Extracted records
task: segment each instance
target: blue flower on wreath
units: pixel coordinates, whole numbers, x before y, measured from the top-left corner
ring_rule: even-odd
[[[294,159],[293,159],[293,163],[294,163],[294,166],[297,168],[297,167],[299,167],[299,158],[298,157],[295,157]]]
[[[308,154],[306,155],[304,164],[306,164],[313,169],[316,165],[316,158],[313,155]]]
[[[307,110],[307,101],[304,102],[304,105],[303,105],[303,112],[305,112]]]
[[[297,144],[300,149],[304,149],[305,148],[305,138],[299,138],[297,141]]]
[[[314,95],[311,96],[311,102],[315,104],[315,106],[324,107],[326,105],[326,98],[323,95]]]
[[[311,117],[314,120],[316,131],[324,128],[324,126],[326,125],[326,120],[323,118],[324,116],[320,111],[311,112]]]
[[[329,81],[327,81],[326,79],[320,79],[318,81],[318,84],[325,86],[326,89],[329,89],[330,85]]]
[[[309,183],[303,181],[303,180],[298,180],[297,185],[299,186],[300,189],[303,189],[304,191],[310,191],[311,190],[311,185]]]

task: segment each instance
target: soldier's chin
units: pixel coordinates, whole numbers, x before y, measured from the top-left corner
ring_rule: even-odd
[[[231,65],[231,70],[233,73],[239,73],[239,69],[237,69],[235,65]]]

PROBLEM TO WORK ON: Copy every line of the records above, requests included, but raise each pixel coordinate in the answers by 45.

OUTPUT FOR THIS EXERCISE:
task: segment each instance
target: blue flower on wreath
units: pixel coordinates, whole numbers, x before y, measured from the top-left corner
ring_rule: even-odd
[[[339,204],[338,204],[338,208],[339,208],[339,211],[342,213],[342,212],[344,212],[344,203],[343,202],[340,202]]]
[[[353,199],[351,200],[349,209],[351,209],[358,214],[361,210],[361,203],[358,200]]]
[[[352,155],[352,146],[349,147],[349,150],[348,150],[348,157],[350,157]]]
[[[342,189],[345,194],[349,194],[350,193],[350,183],[344,183],[342,186]]]
[[[359,140],[356,141],[356,147],[360,149],[360,151],[369,152],[371,150],[371,143],[368,140]]]
[[[356,162],[359,165],[361,176],[369,173],[369,171],[371,170],[371,165],[368,163],[369,161],[365,156],[356,157]]]
[[[374,126],[372,126],[371,124],[365,124],[363,126],[363,129],[370,131],[371,134],[374,134],[375,130]]]
[[[354,228],[348,226],[348,225],[343,225],[342,230],[344,231],[345,234],[348,234],[349,236],[355,236],[356,235],[356,230]]]

task: segment each instance
target: soldier's chin
units: pixel coordinates, whole numbers, x before y, measured from the top-left corner
ring_rule: even-odd
[[[276,110],[276,115],[278,118],[284,118],[284,114],[282,114],[280,110]]]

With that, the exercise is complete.